### Problem statement
Among the entries, which lines carry the string "instance"? Copy each of them.
++++++
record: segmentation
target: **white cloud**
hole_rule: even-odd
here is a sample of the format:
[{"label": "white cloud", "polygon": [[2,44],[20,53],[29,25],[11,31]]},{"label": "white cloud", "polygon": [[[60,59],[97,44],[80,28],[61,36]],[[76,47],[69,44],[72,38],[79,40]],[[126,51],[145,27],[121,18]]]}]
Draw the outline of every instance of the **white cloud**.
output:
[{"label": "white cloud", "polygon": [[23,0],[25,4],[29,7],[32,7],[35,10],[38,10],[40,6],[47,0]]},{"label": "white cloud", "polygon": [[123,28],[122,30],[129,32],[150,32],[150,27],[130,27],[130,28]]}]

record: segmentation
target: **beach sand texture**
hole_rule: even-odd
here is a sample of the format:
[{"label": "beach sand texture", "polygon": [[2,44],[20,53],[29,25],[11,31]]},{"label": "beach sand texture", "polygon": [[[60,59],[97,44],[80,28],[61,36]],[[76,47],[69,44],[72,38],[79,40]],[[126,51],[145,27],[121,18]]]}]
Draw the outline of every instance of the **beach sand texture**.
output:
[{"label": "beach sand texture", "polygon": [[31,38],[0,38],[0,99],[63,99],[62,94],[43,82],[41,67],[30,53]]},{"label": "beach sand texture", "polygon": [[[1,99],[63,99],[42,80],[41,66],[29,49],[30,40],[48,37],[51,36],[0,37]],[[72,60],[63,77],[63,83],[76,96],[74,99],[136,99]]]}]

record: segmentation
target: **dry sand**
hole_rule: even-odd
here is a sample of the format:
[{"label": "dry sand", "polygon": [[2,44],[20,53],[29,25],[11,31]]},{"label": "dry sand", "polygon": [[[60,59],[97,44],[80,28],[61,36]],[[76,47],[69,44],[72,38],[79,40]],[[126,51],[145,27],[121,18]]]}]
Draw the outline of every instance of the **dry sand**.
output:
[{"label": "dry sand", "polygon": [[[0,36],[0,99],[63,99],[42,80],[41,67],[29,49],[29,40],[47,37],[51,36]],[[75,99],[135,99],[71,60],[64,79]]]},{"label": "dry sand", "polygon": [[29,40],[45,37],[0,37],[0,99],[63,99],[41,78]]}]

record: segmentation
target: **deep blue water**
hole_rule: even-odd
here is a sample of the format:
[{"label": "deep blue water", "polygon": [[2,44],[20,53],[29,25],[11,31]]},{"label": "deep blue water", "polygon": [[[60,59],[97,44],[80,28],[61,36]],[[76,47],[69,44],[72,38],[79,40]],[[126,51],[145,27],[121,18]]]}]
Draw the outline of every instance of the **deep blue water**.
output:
++++++
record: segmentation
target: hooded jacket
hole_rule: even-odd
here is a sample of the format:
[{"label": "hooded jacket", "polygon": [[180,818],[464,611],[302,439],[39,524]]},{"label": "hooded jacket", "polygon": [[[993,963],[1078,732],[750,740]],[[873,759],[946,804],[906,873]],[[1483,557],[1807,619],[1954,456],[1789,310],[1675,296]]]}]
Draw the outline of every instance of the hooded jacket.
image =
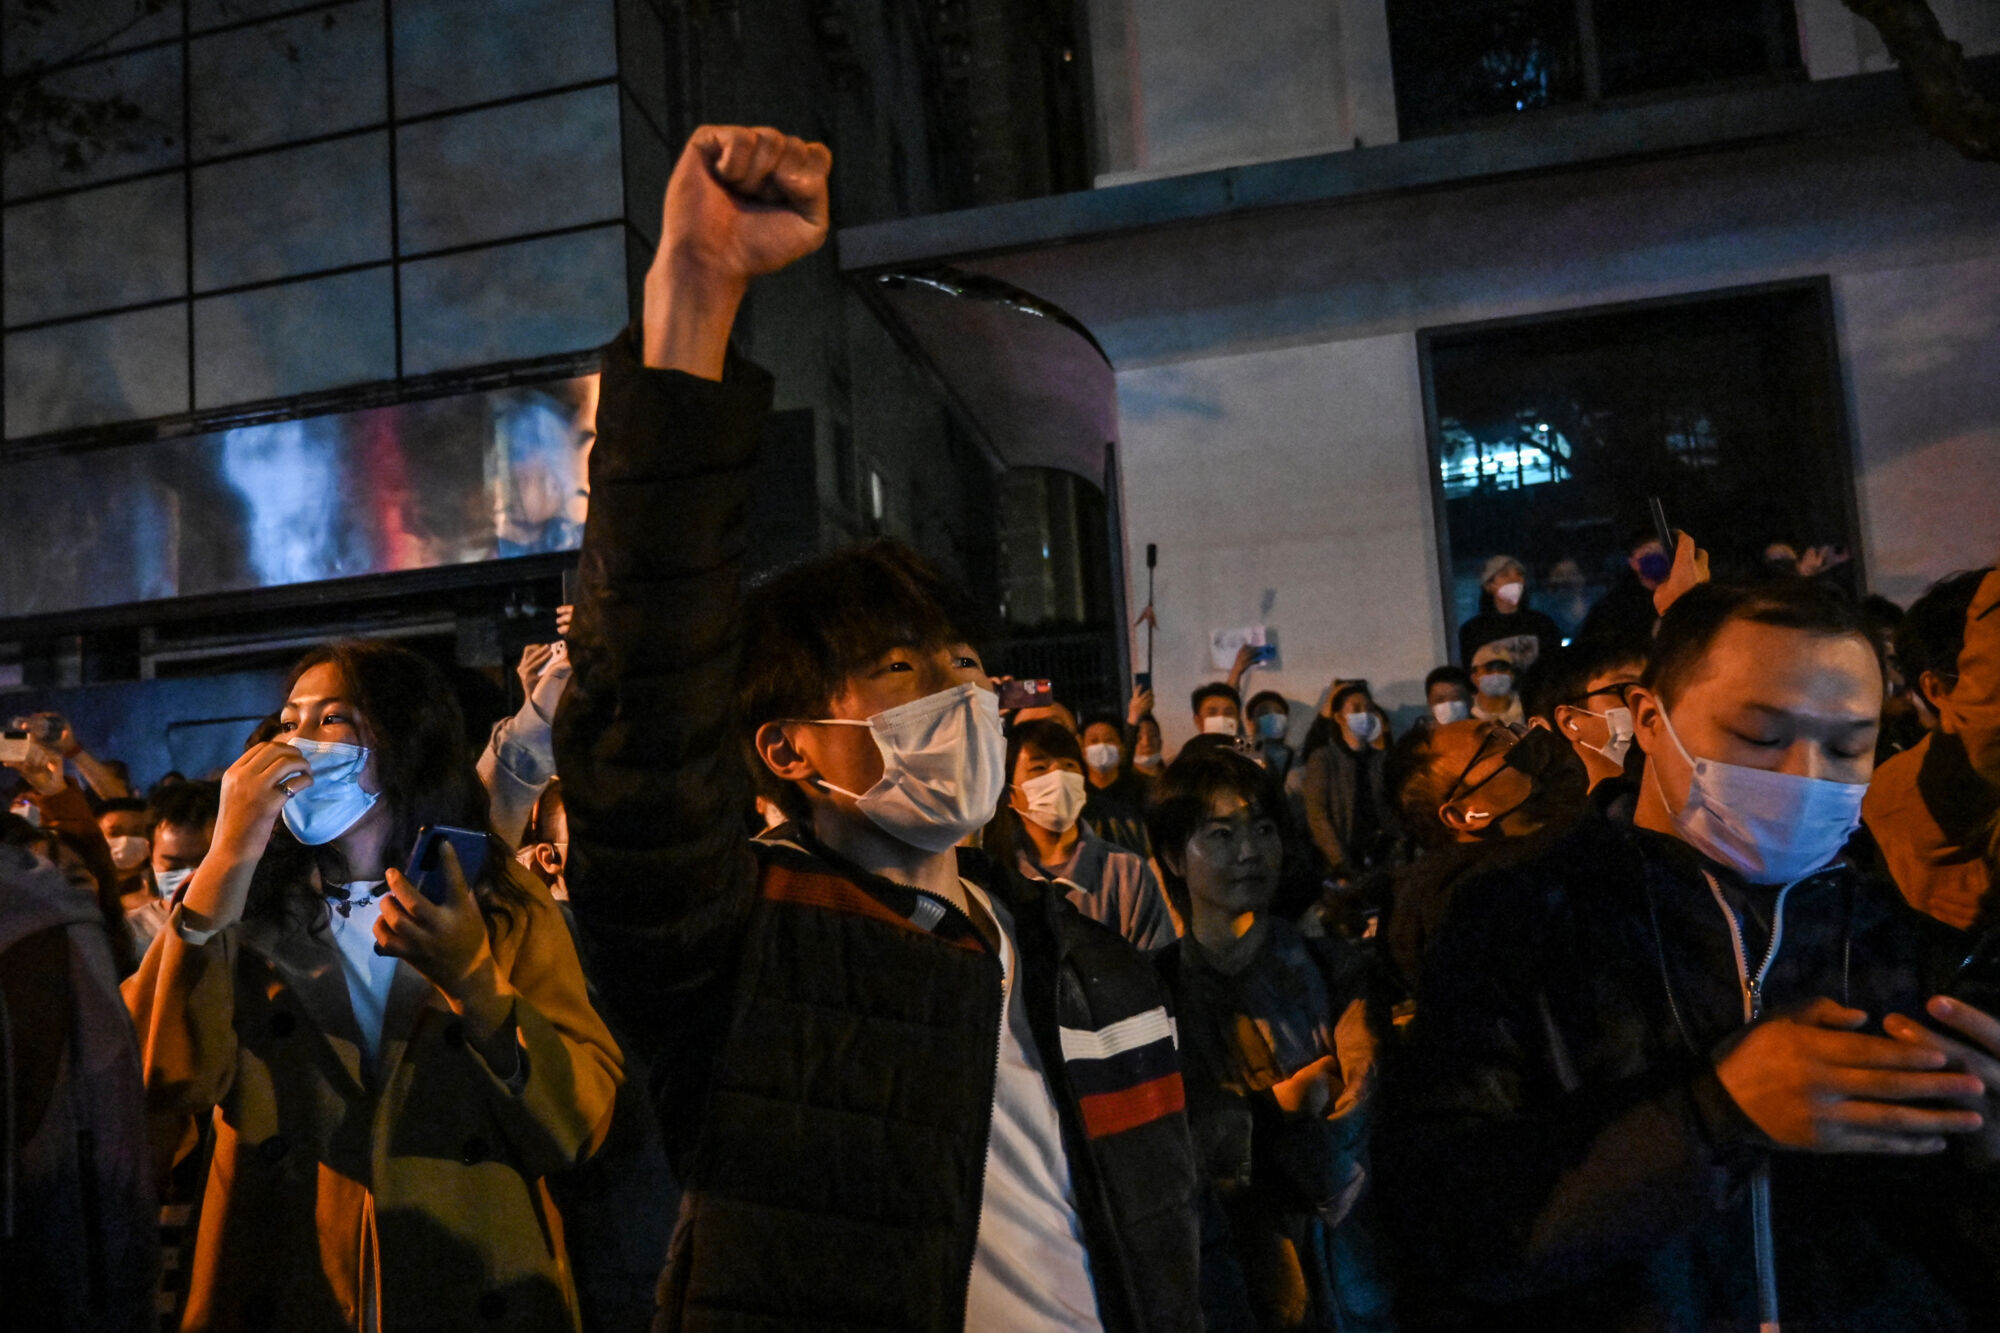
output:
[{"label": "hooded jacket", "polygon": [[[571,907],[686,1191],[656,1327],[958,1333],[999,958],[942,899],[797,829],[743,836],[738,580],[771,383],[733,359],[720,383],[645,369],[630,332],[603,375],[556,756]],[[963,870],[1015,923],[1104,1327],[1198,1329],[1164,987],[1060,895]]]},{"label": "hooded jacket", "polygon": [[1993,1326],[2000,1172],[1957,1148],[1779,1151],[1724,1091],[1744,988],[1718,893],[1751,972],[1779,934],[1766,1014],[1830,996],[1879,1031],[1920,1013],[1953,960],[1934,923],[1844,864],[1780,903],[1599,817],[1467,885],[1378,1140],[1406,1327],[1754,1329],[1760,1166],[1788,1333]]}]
++++++
### Response to the task
Draw the outline of every instance of the **white cloud**.
Draw the outline of every instance of the **beach sand texture**.
Draw the outline of every instance of the **dry sand**.
Draw the outline of every instance of the **deep blue water**.
Draw the outline of every instance of the hooded jacket.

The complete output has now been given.